§ **SUPPLIED TEXT**:
★ ★ ★ ★

Clinical Information

The rearrangement of the T-cell receptor (TCR) through somatic recombination of V (variable), D (diversity), J (joining), and C (constant) regions is a defining event in the development and maturation of a T cell. TCR gene rearrangement takes place in the thymus. During the process of rearrangement, DNA byproducts are generated called T-cell receptor excision circles (TRECs) and these are used as markers of T cells that have recently emigrated from the thymus (TREC / T-Cell Receptor Excision Circles [TREC] Analysis, Blood). T cells, as part of the adaptive immune system, recognize foreign antigens when they are displayed on the surface of the body's own cells. T cells recognize these foreign antigens as peptides presented in the context of major histocompatibility complex (MHC) molecules through their T-cell receptors. Each TCR exists as 2 different polypeptide chains (heterodimers) called the TCR alpha chain and TCR beta chain, and these are linked by disulfide bonds. The majority of T cells (approximately 90%) in the body express TCRs with alpha and beta chains. A minority of T cells express other T-cell receptors made of different polypeptide chains, gamma and delta. Each T cell has approximately 30,000 identical antigen receptors on its cell surface. A TCR has only 1 antigen-binding site, in contrast to the B-cell receptor, which has 2, and TCRs are never secreted and always remain on the cell surface. The alpha and beta chains are encoded by different gene loci (alpha and beta TCR gene locus). The beta chain locus rearranges before the alpha chain and a functional beta chain has to be produced in order for the T cell to form a pre-T-cell receptor. The expression of the rearranged beta chain with an alpha chain precursor suppresses additional gene rearrangement at the TCR beta locus. The TCR alpha chain locus rearrangement can proceed even with production of a functional alpha chain until there is positive selection of the particular T cell. However, it is important to note that each T cell has a single functional specificity for its TCR.

★ ★ ★ ★

§ **TASK A**:
Answer these questions from the T-cell receptor passage:
(i) Where does TCR gene rearrangement take place?
(ii) About how many identical antigen receptors does each T cell have on its surface?
(iii) Which TCR chain locus rearranges first?
§ **TASK B**:
Can you rewrite the paragraph of the T-cell receptor passage that begins "The rearrangement of the T-cell receptor" as a concise bulleted list that keeps its main facts?
§ **TASK C**:
How would you say this sentence from the T-cell receptor passage in Spanish: "The majority of T cells (approximately 90%) in the body express TCRs with alpha and beta chains."
The records after this point are separate material, unrelated to the T-cell receptor passage.

Region pointing data:

★ ★ ★ ★

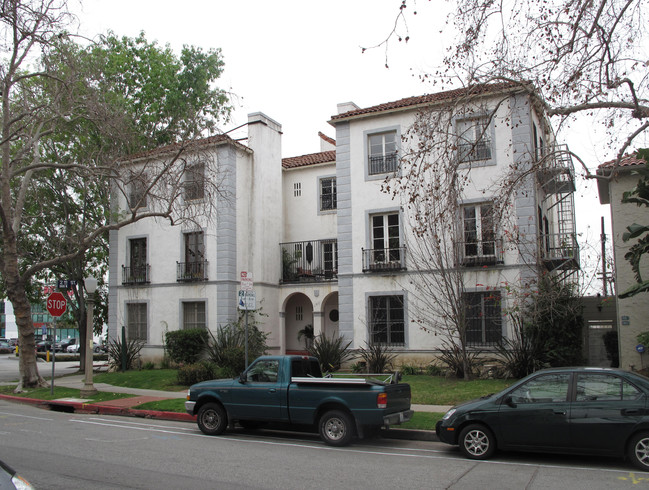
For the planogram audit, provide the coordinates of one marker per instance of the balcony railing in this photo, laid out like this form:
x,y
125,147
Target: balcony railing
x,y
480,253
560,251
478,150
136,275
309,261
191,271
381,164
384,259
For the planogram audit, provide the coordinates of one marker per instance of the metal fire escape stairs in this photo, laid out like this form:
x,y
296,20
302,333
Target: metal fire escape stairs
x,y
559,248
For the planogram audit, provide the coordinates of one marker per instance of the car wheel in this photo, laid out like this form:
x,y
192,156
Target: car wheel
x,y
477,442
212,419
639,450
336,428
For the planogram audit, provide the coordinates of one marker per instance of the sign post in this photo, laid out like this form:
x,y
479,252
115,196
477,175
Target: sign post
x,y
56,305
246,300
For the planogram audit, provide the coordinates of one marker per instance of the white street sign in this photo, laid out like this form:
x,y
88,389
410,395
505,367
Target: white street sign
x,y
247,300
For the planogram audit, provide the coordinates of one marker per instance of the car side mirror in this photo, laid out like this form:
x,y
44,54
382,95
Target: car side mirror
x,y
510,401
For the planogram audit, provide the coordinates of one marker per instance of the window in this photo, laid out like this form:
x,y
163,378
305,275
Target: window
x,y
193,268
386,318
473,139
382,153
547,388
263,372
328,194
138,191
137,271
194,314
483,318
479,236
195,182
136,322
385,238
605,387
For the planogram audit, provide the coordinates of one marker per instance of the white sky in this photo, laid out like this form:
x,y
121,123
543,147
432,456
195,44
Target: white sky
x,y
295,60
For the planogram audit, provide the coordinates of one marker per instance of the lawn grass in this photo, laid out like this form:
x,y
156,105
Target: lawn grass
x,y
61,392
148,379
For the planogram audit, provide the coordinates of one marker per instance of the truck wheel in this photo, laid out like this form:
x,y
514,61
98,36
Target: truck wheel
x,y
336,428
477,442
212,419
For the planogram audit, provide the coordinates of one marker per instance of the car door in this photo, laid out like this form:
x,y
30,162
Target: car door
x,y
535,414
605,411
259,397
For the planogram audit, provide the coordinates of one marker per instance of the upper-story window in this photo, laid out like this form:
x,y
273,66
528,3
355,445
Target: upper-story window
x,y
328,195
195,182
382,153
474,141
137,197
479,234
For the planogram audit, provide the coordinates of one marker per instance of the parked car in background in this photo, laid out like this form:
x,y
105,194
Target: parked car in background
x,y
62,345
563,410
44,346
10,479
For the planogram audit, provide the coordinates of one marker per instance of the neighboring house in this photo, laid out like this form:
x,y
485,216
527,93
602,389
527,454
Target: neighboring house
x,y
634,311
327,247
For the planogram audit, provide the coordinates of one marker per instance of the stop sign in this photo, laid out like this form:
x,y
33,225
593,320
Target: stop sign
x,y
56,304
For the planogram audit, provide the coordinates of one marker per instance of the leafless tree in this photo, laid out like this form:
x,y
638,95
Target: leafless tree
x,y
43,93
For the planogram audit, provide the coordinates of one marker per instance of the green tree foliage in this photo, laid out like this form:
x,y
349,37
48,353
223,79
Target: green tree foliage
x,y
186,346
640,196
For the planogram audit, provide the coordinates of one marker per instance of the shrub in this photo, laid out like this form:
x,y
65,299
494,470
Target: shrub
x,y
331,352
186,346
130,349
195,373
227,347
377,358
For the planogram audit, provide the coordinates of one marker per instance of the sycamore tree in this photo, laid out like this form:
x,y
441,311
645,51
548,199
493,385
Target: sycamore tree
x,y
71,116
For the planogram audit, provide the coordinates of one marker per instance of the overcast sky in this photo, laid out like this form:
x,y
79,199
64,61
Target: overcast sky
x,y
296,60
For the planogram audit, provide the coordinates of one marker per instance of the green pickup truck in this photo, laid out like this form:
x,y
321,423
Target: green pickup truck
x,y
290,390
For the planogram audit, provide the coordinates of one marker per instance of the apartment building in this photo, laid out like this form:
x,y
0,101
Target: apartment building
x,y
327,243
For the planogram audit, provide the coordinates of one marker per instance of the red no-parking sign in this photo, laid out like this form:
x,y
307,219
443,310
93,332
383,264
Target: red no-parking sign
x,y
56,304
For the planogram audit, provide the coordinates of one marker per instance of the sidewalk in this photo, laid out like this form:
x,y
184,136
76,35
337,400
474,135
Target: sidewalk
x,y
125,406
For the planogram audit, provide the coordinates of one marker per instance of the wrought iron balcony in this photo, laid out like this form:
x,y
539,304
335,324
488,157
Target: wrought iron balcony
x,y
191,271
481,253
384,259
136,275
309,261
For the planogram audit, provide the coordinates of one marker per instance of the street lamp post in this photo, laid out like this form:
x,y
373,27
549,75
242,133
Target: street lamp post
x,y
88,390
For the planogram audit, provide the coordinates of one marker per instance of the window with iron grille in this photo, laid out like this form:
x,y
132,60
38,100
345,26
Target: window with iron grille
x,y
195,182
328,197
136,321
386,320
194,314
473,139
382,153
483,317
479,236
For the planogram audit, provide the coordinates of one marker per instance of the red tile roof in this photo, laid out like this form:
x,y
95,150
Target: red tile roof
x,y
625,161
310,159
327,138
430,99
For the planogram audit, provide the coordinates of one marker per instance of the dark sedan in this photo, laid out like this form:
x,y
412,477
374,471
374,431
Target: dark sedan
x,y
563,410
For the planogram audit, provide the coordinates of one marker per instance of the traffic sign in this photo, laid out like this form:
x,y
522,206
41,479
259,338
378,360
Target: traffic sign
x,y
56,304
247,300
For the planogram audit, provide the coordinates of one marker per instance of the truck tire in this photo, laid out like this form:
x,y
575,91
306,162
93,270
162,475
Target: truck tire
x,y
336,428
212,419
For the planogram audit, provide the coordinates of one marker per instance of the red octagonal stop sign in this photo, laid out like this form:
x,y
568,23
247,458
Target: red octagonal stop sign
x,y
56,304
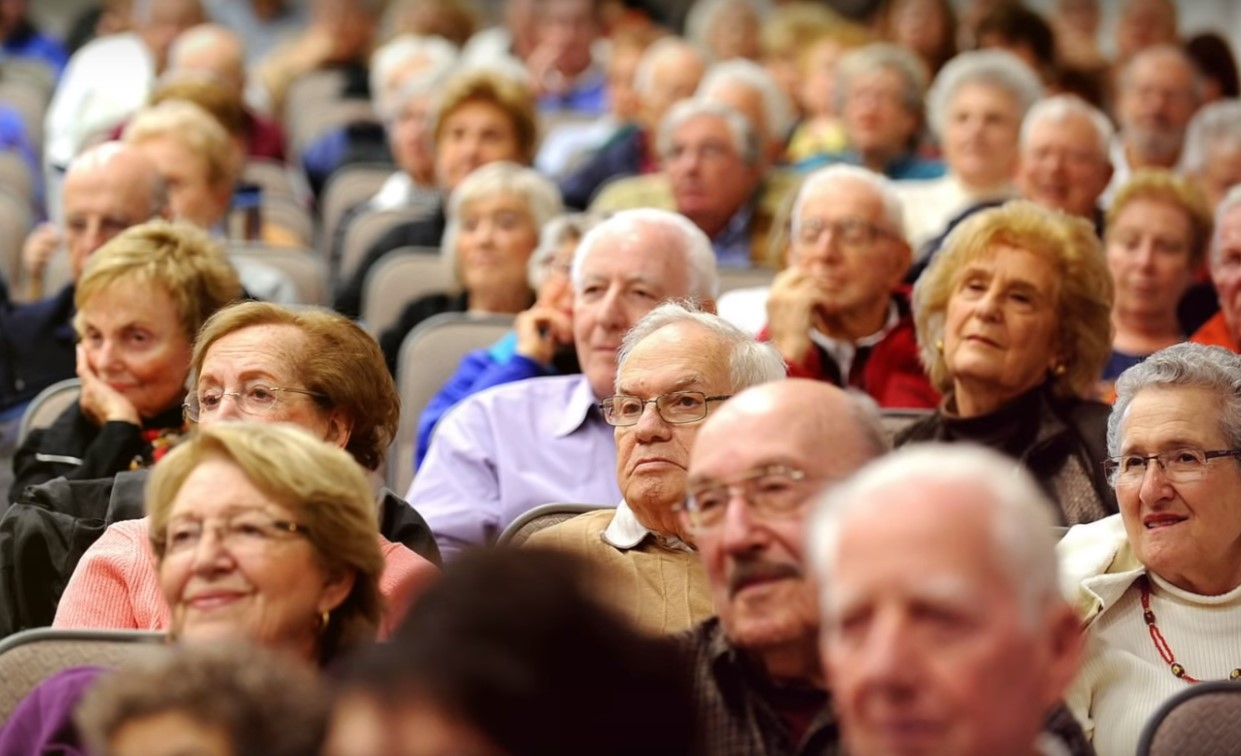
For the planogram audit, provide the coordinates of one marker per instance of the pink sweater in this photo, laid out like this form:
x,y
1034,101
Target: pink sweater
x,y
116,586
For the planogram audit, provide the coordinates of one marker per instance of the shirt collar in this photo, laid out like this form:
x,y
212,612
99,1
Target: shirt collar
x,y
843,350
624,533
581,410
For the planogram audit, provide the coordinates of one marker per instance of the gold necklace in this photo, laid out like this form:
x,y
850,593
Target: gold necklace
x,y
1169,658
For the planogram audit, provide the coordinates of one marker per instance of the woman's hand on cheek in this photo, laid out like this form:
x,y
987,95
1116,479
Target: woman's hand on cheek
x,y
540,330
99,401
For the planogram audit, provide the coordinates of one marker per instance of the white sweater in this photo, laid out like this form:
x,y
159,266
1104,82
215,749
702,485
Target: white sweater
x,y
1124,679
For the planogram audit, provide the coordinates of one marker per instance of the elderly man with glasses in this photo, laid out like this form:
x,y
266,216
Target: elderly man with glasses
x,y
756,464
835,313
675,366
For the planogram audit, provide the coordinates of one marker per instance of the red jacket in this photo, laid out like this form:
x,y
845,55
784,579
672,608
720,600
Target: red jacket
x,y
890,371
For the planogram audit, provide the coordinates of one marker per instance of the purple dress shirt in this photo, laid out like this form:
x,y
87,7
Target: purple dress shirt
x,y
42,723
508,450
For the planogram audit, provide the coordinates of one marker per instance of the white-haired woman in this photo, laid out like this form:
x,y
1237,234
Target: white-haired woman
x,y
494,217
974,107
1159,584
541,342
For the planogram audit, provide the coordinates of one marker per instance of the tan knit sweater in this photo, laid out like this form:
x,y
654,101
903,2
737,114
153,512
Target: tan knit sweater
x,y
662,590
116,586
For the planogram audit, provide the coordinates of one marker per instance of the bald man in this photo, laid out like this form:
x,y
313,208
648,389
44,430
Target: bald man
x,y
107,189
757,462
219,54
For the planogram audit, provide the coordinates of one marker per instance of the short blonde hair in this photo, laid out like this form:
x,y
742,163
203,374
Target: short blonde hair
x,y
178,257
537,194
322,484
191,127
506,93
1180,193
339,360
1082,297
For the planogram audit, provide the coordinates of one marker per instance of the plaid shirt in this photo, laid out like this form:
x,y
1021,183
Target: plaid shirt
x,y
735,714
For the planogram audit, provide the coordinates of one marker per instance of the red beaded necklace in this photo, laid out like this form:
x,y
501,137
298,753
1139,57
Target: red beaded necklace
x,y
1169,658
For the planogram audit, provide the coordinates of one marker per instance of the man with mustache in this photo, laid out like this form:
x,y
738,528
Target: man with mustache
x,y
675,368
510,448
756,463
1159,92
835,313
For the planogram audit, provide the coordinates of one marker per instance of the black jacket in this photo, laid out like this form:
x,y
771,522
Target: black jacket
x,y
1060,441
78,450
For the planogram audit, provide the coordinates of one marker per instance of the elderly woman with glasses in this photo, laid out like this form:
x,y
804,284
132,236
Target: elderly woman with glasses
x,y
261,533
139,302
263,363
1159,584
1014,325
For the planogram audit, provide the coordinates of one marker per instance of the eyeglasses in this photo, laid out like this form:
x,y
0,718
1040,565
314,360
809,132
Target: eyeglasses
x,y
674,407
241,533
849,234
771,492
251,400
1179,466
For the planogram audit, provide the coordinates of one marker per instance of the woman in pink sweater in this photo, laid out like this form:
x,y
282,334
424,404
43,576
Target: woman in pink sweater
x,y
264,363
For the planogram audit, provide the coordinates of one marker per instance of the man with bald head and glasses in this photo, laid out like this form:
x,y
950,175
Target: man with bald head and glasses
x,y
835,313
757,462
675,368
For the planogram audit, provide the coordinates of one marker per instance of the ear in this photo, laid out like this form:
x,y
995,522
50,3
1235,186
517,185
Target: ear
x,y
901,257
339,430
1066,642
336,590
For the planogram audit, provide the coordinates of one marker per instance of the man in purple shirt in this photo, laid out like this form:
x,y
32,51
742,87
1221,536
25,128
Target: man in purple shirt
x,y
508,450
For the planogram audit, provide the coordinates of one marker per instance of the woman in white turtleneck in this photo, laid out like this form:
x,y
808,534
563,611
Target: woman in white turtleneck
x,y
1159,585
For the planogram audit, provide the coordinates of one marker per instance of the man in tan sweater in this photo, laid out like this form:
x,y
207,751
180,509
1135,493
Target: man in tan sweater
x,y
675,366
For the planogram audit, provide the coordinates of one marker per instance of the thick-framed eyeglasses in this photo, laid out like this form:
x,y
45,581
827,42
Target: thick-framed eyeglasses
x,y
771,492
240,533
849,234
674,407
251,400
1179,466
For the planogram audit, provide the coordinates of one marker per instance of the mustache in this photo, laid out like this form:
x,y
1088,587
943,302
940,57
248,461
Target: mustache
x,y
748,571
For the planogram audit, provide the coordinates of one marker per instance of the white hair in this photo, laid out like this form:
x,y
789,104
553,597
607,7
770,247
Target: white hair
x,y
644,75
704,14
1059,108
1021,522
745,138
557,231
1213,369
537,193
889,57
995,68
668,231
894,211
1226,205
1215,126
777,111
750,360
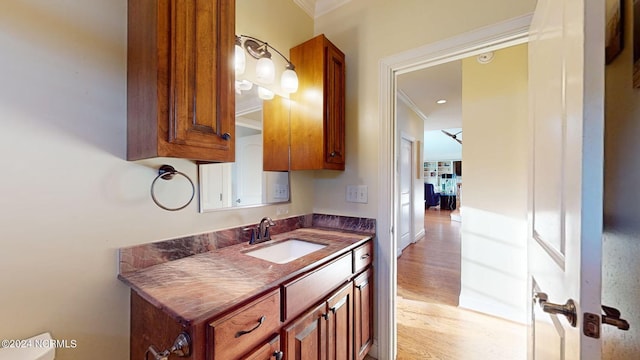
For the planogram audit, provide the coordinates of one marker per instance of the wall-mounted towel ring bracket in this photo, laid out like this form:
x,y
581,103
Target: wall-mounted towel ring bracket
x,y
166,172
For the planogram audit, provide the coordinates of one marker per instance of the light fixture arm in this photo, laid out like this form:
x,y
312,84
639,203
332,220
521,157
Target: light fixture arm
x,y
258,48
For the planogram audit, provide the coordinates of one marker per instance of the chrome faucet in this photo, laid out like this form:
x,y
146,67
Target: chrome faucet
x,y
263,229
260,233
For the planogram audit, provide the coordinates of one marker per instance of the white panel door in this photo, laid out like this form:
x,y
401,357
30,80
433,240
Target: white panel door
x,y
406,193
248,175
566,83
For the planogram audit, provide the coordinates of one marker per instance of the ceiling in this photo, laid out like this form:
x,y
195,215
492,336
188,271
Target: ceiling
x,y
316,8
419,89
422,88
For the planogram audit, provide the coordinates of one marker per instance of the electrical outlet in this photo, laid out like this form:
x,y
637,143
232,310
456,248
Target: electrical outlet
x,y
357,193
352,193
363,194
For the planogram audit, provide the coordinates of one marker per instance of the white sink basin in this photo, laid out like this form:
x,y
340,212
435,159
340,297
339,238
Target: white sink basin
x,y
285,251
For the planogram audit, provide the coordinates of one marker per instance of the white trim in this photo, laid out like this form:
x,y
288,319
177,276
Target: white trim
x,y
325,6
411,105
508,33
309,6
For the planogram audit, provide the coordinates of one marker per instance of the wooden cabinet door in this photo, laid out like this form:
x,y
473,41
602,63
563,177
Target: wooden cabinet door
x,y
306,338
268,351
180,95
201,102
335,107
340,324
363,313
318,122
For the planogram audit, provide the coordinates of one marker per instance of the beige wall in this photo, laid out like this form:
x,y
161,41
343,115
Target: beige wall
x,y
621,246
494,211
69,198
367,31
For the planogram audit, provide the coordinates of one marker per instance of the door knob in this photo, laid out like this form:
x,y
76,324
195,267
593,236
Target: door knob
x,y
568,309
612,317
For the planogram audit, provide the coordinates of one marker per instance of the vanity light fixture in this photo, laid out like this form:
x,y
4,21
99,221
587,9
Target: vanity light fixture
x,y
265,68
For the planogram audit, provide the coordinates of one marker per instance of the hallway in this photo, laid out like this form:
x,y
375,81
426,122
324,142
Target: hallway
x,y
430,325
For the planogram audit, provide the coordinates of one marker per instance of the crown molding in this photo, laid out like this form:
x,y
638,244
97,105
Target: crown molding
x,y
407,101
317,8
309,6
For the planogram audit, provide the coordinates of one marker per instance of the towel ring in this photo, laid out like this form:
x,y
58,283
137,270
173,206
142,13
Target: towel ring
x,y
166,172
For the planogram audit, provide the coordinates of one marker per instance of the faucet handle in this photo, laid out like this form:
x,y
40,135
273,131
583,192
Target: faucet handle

★ ★ ★ ★

§ **EXPECTED ANSWER A**:
(i) In the thymus.
(ii) Approximately 30,000.
(iii) The beta chain locus.

§ **EXPECTED ANSWER B**:
- TCR rearrangement, through somatic recombination of V, D, J and C regions, defines T-cell development and maturation. It takes place in the thymus.
- Rearrangement produces DNA byproducts called TRECs, which serve as markers of T cells that have recently left the thymus.
- T cells belong to the adaptive immune system. They use their TCRs to recognize foreign antigens as peptides presented by MHC molecules on the body's own cells.
- Each TCR is a heterodimer of an alpha chain and a beta chain linked by disulfide bonds.
- About 90% of T cells have alpha/beta TCRs. A minority have gamma/delta TCRs.
- Each T cell carries about 30,000 identical receptors.
- A TCR has one antigen-binding site, whereas a B-cell receptor has two. TCRs are never secreted.
- Alpha and beta chains are encoded by separate loci.
- The beta locus rearranges first. A functional beta chain is needed to form a pre-T-cell receptor, and its expression with an alpha chain precursor stops further beta rearrangement.
- Alpha rearrangement can continue, even after a functional alpha chain is made, until positive selection occurs.
- Each T cell still has a single functional TCR specificity.

§ **EXPECTED ANSWER C**:
La mayoría de los linfocitos T (aproximadamente el 90 %) del cuerpo expresan TCR con cadenas alfa y beta.